- [TASK INSTRUCTIONS]
Can you copy the data below word for word, starting with the line that contains "point: asics logo" and going on through the line that contains "Target: female cricketer", with both of those lines included?

- [DATA TO USE]
────────────────
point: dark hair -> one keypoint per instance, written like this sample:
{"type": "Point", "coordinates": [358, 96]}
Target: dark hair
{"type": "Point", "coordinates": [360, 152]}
────────────────
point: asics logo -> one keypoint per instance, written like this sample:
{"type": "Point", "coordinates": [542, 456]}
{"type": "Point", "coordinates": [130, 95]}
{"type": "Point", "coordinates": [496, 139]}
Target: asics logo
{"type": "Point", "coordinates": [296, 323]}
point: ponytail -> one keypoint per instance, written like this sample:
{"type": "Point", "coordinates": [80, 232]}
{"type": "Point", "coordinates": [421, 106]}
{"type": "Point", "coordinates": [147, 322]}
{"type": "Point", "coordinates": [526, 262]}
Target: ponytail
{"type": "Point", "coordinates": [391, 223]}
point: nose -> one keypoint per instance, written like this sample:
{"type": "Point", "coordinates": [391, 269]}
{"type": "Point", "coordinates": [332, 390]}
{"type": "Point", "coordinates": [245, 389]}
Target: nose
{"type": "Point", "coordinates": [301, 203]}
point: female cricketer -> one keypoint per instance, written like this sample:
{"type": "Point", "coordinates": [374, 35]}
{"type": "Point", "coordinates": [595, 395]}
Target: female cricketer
────────────────
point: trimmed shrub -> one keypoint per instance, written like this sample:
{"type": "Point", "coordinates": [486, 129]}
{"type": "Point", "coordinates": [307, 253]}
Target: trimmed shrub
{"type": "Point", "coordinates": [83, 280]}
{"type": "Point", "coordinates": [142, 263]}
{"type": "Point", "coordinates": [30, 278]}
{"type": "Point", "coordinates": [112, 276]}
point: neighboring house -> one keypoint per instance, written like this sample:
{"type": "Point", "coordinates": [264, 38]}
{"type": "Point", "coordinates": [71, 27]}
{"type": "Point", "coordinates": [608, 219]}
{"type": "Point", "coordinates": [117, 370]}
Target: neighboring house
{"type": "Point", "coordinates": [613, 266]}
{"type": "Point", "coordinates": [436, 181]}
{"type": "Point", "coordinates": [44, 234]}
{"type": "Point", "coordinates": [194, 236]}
────────────────
- [SOLUTION FOR THIS PROBLEM]
point: asics logo -> one keypoint per instance, written like this sample:
{"type": "Point", "coordinates": [542, 456]}
{"type": "Point", "coordinates": [130, 95]}
{"type": "Point", "coordinates": [496, 139]}
Target: asics logo
{"type": "Point", "coordinates": [296, 323]}
point: ponytail -> one keypoint per instance, written like this sample:
{"type": "Point", "coordinates": [80, 232]}
{"type": "Point", "coordinates": [421, 106]}
{"type": "Point", "coordinates": [147, 322]}
{"type": "Point", "coordinates": [526, 262]}
Target: ponytail
{"type": "Point", "coordinates": [391, 223]}
point: nose -> one keypoint per instance, written like this sample:
{"type": "Point", "coordinates": [391, 269]}
{"type": "Point", "coordinates": [332, 390]}
{"type": "Point", "coordinates": [245, 389]}
Target: nose
{"type": "Point", "coordinates": [301, 203]}
point: female cricketer -> one keypoint per instance, written like this sample:
{"type": "Point", "coordinates": [374, 35]}
{"type": "Point", "coordinates": [595, 395]}
Target: female cricketer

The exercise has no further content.